Task input.
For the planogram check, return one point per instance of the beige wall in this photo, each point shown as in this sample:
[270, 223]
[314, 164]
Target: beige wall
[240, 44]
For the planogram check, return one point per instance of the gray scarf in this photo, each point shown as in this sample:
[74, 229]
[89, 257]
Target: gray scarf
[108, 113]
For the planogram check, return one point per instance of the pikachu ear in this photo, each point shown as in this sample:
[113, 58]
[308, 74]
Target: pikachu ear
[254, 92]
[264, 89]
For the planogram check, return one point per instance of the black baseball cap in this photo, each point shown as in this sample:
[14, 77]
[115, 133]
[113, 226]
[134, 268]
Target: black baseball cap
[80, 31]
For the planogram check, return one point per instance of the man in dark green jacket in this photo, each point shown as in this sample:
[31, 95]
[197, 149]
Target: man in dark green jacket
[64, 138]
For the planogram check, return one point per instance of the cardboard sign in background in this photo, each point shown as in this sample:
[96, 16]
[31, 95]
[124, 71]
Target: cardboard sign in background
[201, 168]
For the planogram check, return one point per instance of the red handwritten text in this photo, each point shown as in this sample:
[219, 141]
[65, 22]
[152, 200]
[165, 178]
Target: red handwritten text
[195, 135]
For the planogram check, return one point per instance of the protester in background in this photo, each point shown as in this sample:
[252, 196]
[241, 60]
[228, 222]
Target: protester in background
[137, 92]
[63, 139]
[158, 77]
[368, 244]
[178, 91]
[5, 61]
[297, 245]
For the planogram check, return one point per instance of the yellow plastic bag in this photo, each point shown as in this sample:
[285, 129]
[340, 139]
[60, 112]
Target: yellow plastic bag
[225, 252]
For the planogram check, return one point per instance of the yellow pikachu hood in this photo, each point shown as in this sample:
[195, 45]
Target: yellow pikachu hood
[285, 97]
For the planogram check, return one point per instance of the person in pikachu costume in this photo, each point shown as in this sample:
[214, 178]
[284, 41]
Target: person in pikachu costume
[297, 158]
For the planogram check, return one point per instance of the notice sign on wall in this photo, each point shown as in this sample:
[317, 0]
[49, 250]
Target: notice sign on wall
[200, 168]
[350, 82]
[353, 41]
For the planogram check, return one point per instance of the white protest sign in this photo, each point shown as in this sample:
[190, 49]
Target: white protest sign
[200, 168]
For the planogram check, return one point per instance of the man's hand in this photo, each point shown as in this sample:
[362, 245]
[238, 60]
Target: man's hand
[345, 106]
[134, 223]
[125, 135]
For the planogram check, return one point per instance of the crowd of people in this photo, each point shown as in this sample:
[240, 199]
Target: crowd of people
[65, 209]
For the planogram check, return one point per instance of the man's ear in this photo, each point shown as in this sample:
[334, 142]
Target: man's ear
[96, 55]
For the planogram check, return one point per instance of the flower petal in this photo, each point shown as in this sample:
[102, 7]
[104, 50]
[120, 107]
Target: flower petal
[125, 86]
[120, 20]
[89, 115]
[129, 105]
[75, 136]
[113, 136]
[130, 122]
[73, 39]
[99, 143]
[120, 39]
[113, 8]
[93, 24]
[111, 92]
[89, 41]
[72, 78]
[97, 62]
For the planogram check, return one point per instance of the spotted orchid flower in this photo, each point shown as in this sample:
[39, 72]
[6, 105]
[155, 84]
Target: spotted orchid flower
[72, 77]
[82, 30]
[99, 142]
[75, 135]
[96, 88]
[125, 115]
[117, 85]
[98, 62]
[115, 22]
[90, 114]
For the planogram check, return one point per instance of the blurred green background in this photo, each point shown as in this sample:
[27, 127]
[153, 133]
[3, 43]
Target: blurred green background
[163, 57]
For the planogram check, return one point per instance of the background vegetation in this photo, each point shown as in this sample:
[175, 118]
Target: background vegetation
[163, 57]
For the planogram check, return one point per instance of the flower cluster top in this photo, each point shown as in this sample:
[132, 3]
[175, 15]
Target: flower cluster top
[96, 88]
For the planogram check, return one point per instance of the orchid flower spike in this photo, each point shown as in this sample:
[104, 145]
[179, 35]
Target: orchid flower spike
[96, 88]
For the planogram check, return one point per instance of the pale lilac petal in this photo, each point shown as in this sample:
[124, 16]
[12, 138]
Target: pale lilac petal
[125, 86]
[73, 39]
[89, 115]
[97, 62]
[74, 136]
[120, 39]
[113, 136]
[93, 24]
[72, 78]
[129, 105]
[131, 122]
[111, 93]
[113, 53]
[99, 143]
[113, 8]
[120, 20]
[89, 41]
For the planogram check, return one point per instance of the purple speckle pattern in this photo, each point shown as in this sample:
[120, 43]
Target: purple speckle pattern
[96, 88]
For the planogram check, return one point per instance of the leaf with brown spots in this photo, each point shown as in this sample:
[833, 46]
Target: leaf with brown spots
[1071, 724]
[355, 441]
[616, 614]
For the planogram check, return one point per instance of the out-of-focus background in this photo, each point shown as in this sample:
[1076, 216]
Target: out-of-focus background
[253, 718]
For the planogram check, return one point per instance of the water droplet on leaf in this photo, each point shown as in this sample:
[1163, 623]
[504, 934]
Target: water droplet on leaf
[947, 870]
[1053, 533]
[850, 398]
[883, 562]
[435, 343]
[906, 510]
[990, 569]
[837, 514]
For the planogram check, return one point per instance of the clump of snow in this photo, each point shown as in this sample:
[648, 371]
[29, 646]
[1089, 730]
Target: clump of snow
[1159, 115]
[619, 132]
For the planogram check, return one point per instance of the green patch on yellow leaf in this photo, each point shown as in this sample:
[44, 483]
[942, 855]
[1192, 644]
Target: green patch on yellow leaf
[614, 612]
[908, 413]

Aim of the exercise.
Copy every record exactly, with nothing added or dropped.

Final result.
For the planogram check, return one point per instance of the beige wall in this photo, each point shown as in this sample:
[270, 223]
[314, 164]
Target: beige wall
[240, 44]
For the planogram check, return one point per instance of the gray scarf in this photo, each point shown as in this sample:
[74, 229]
[89, 257]
Target: gray scarf
[108, 113]
For the planogram check, return one point per instance of the pikachu ear in this photo, each point shown as in this sample:
[113, 58]
[308, 74]
Target: pikachu ear
[254, 92]
[264, 89]
For the planogram check, return one point per instance of the black baseball cap in this photo, each point shown as in this sample:
[14, 77]
[115, 133]
[113, 226]
[134, 268]
Target: black baseball cap
[80, 31]
For the planogram check, return one point per instance of the man in dark green jacket in this photo, each point shown as in this sample:
[31, 95]
[197, 149]
Target: man in dark green jacket
[64, 138]
For the planogram check, return one point per instance of the cardboard sign in background in this photo, each point shown as in this sample:
[96, 16]
[31, 95]
[124, 71]
Target: cardboard sign in background
[201, 168]
For the planogram check, return one point per instance of the red handwritten text in this photo, each point shown as in this sample:
[219, 141]
[65, 22]
[152, 200]
[165, 178]
Target: red handwritten text
[195, 135]
For the planogram check, return one point per instance of the protester in background in this photo, each point shown as in this sample:
[252, 196]
[241, 60]
[228, 222]
Target: protester in background
[137, 92]
[63, 139]
[158, 77]
[368, 244]
[178, 91]
[5, 61]
[297, 245]
For the planogram check, return one point per instance of the yellow plastic bag in this photo, each point shown as in this sample:
[285, 129]
[340, 139]
[60, 112]
Target: yellow plastic bag
[225, 252]
For the planogram check, return one point per instance of the yellow pikachu hood in this photo, each point shown as in this sample:
[195, 45]
Target: yellow pikachu hood
[285, 97]
For the planogram check, return one point per instance of the person in pikachu costume in this photo, each point shown as in this sample:
[214, 178]
[284, 41]
Target: person in pikachu costume
[297, 158]
For the planogram check, return one point per instance of the notice sign on wall in this photo, each point shown as in this sample:
[317, 0]
[49, 250]
Target: notice sign on wall
[200, 168]
[350, 82]
[353, 41]
For the planogram check, return one point per instance of the white protest sign in this photo, each point shown as in this sample:
[190, 49]
Target: white protest sign
[200, 168]
For the planogram check, return one point per instance of the man's hand in this photo, each point shown as in this sample:
[362, 245]
[238, 60]
Target: man's hand
[345, 106]
[134, 223]
[125, 135]
For the planogram check, return one point per instance of the crowd of people in this photo, each point shown as in this sample:
[240, 199]
Target: crowd of people
[65, 209]
For the planogram check, return one point per instance of the man's ear in this photo, each point shown as in this sample:
[334, 142]
Target: man's ear
[96, 55]
For the planogram check, return one point per instance of the flower petal in this photo, each point shown as in this sample:
[102, 7]
[104, 50]
[120, 107]
Target: flower petal
[125, 86]
[120, 20]
[89, 115]
[129, 105]
[75, 136]
[113, 136]
[130, 122]
[73, 39]
[99, 143]
[120, 39]
[113, 8]
[93, 24]
[111, 92]
[89, 41]
[72, 78]
[97, 62]
For the planogram check, return one point per instance of the spotted orchid flower in this photo, each point shown as in this sample:
[39, 72]
[6, 105]
[155, 84]
Target: spotted orchid flower
[72, 77]
[82, 30]
[99, 142]
[75, 135]
[96, 88]
[125, 115]
[117, 85]
[98, 62]
[115, 22]
[90, 114]
For the planogram check, return one point per instance of the blurred green background in this photo, each point shown as in this sample:
[27, 127]
[153, 133]
[3, 43]
Target: blurred green background
[163, 57]
For the planogram check, return one point per instance of the background vegetation in this photo, each point shown as in this sample:
[175, 118]
Target: background vegetation
[163, 57]
For the planogram check, return one point per instance of the flower cluster top in this photo, each point shown as in this sample:
[132, 3]
[175, 15]
Target: flower cluster top
[96, 88]
For the planogram check, return one point per instance of the orchid flower spike in this photo, each point shown as in this sample:
[104, 145]
[179, 35]
Target: orchid flower spike
[96, 88]
For the planogram check, return one point per instance of the pale lilac petal in this photo, each point shown as in this sample:
[124, 16]
[12, 138]
Target: pale lilac petal
[125, 86]
[73, 39]
[89, 115]
[97, 62]
[74, 136]
[120, 39]
[113, 136]
[93, 24]
[72, 78]
[129, 105]
[131, 122]
[111, 93]
[113, 53]
[99, 143]
[113, 8]
[120, 20]
[89, 41]
For the planogram check, return one point per instance of the purple speckle pattern in this photo, each point shown as in this sample:
[120, 43]
Target: purple speckle pattern
[96, 88]
For the planogram check, return one point per instance of the leaf with brown spots in this photo, each point shown as in this sample:
[833, 46]
Target: leaf with brown spots
[1071, 724]
[355, 441]
[616, 614]
For the planogram check, return one point per instance of the out-of-focus background in this photo, each point shown as in this sample:
[1076, 216]
Target: out-of-focus background
[253, 718]
For the planogram check, return one point per instance of the water droplet on leaf in this photo, each point shown as in this sample:
[1163, 623]
[504, 934]
Target: water droplet on leaf
[947, 870]
[1053, 533]
[850, 398]
[883, 562]
[435, 343]
[906, 510]
[990, 569]
[837, 514]
For the planogram check, return one point per instance of the clump of snow in this photo, each point shown as in this sample:
[648, 371]
[29, 646]
[1089, 730]
Target: clump of snow
[1159, 115]
[619, 132]
For the planogram check, return one point per instance of the green patch on yellow leaf in this photo, each point shown as in this sample:
[44, 483]
[942, 855]
[1192, 644]
Target: green patch on yellow leaf
[614, 612]
[908, 413]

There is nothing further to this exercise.